PASSAGE -

Most Episcopal Church congregations are mainly composed not of cradle Episcopalians, but of refugees from other faiths and denominations.  And even the cradle Episcopalians usually have come back to the faith, newly conceived and reordered with the changes in understanding from Biblical studies, the introduction of the “new” prayer book in 1979, and perhaps more recent authorized liturgical adaptation (e.g. “Enriching our Worship”) using inclusive and expansive language, and newer understandings of gender, interpersonal relationships, and sexual ethics.  Those who return to the faith in  “traditionalist” congregations that still use Rite I or the 1928 Prayer Book come often because of new understanding and new relationship they personally have established with the rites and the faith.  In a sense, we are all people who have left the small world and crossed over into terra incognita, into the tender mercies of God’s larger family. 

Of course, we need to respect boundaries when they are appropriate, since they protect us and others from abuse and the harm of the inappropriate.  Without them, we are at the mercy of others.  But in general, border crossing is a  good thing.

TASK DESCRIPTION - Reproduce word for word the stretch of the passage on Episcopal congregations from "Of course, we" through "a  good thing.".

DATA ENTRIES -
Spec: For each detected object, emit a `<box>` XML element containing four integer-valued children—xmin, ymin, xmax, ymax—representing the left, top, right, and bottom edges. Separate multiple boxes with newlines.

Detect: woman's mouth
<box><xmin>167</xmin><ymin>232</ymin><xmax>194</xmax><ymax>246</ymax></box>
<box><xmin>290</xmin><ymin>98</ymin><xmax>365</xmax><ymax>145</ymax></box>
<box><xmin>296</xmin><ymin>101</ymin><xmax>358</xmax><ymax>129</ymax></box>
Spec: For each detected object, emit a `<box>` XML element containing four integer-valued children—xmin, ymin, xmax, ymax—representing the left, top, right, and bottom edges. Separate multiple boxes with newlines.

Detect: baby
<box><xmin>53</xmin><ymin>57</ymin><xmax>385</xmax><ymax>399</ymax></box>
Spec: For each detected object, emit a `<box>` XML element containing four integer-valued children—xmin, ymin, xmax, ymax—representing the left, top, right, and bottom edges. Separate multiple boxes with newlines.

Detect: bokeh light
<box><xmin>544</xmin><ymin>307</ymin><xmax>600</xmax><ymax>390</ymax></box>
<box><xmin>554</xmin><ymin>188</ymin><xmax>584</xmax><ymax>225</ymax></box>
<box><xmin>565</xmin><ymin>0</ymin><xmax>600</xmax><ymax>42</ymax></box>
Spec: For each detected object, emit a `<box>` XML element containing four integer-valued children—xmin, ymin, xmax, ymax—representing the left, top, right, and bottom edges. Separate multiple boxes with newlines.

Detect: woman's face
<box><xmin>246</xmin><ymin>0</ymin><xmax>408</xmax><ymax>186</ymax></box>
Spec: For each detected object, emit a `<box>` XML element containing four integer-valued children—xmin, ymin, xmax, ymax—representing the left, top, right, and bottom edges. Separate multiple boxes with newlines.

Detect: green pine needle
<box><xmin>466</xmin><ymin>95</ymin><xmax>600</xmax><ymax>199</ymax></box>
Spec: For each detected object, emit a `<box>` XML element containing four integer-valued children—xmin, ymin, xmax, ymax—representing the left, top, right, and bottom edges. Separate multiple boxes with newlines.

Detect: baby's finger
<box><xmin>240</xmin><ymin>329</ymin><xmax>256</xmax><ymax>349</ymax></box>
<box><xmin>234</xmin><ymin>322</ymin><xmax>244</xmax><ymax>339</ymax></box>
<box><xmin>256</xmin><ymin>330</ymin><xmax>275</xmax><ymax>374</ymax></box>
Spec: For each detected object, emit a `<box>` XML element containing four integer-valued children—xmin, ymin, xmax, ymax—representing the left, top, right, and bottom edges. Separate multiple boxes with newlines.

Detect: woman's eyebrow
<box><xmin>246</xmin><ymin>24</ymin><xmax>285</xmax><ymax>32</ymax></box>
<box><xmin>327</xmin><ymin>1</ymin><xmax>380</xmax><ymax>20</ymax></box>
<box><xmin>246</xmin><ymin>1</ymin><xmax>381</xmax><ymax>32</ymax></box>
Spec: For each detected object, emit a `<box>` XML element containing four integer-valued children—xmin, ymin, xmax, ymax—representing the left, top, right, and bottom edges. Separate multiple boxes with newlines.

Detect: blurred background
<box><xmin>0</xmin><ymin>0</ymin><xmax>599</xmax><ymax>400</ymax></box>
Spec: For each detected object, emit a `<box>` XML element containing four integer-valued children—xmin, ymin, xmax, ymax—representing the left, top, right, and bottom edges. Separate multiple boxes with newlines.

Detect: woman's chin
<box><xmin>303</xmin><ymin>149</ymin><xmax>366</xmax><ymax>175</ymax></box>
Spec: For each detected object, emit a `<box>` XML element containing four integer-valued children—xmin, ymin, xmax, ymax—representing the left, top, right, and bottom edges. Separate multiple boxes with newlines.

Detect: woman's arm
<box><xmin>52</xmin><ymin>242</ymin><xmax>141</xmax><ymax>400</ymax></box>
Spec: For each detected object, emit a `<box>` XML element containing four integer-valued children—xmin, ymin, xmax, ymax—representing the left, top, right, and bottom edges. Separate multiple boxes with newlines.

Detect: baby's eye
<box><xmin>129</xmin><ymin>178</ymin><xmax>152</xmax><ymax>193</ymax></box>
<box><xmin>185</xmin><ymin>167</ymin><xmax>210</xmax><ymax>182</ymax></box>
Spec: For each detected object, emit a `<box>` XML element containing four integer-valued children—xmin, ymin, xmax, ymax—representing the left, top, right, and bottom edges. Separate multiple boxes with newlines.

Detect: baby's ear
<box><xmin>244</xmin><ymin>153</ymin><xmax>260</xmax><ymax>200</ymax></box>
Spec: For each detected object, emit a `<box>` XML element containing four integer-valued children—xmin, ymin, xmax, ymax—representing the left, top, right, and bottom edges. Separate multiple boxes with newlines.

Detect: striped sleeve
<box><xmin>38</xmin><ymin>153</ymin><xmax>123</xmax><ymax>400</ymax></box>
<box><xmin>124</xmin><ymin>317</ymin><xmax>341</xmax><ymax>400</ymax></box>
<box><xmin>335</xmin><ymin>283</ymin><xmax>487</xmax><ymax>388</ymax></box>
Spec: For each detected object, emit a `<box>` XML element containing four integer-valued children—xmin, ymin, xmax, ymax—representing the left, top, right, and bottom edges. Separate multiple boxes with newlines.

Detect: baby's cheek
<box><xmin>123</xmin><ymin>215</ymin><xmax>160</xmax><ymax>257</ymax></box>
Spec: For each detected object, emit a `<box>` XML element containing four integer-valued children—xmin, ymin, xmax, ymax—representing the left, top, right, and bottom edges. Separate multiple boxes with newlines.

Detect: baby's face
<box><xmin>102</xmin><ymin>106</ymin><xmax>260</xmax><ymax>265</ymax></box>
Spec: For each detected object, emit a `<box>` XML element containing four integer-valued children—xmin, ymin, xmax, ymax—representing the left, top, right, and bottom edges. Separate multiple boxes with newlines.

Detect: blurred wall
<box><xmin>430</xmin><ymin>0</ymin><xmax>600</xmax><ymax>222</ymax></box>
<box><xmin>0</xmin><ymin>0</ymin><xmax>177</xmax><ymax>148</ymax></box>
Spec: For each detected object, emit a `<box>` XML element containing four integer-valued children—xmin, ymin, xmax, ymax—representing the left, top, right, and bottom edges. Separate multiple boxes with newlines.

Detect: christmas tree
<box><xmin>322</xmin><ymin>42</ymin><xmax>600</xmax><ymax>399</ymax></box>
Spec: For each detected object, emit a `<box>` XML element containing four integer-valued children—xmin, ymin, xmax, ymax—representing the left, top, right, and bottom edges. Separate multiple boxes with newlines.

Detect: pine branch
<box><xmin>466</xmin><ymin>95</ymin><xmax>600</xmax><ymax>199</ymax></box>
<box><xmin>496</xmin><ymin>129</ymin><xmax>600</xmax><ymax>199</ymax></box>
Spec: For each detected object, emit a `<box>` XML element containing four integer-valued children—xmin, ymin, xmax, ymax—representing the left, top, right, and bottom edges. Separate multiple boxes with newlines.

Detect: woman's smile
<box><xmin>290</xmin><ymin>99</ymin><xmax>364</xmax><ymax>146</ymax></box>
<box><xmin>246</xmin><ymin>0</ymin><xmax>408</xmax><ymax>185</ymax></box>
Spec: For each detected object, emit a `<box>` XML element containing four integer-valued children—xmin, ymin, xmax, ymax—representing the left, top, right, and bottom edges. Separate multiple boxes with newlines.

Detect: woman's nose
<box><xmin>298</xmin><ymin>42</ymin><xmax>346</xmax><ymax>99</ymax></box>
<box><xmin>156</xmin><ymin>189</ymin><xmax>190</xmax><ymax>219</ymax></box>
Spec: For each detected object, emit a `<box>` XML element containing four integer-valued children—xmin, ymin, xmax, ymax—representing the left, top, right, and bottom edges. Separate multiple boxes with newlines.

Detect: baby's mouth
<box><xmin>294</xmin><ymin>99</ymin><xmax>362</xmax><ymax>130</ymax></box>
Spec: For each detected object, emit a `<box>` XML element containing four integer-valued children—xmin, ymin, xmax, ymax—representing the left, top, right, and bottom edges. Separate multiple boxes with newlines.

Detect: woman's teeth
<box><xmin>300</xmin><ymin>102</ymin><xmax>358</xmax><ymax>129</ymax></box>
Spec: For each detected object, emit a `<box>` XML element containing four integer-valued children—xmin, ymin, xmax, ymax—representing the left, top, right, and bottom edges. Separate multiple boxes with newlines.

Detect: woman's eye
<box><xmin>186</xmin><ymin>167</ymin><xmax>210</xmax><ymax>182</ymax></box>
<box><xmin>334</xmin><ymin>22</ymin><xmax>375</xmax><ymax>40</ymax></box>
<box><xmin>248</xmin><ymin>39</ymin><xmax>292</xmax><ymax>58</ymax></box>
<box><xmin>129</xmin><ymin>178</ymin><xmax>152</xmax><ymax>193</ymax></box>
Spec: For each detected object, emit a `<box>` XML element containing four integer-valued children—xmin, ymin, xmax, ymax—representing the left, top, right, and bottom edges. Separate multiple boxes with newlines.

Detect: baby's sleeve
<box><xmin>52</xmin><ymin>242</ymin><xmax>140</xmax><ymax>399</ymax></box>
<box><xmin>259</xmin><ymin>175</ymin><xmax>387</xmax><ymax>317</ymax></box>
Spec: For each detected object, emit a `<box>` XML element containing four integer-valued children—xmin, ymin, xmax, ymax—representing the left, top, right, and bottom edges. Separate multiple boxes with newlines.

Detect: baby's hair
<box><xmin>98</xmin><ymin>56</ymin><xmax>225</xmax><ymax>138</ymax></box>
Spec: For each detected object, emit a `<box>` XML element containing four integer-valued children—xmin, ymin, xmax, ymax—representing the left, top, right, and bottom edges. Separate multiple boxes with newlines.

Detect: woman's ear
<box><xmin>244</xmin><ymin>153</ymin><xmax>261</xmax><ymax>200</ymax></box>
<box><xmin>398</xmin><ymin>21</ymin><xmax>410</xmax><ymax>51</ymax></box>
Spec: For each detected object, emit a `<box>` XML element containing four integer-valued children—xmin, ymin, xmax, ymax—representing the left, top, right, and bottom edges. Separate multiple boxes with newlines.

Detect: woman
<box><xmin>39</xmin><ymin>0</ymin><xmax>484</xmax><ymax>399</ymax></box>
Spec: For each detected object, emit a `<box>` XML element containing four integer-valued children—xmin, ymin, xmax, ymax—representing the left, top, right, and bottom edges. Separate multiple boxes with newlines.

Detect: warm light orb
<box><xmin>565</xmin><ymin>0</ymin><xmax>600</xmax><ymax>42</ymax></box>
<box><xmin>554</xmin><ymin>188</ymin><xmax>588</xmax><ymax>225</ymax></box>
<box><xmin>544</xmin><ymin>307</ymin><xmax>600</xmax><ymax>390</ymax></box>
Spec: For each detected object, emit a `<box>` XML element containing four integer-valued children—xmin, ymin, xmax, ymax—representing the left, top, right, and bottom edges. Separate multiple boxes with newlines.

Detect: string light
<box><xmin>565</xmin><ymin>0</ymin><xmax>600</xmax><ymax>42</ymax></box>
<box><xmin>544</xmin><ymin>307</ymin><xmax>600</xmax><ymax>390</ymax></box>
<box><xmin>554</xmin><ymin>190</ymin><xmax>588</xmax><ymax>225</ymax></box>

COMPLETE ANSWER -
Of course, we need to respect boundaries when they are appropriate, since they protect us and others from abuse and the harm of the inappropriate.  Without them, we are at the mercy of others.  But in general, border crossing is a  good thing.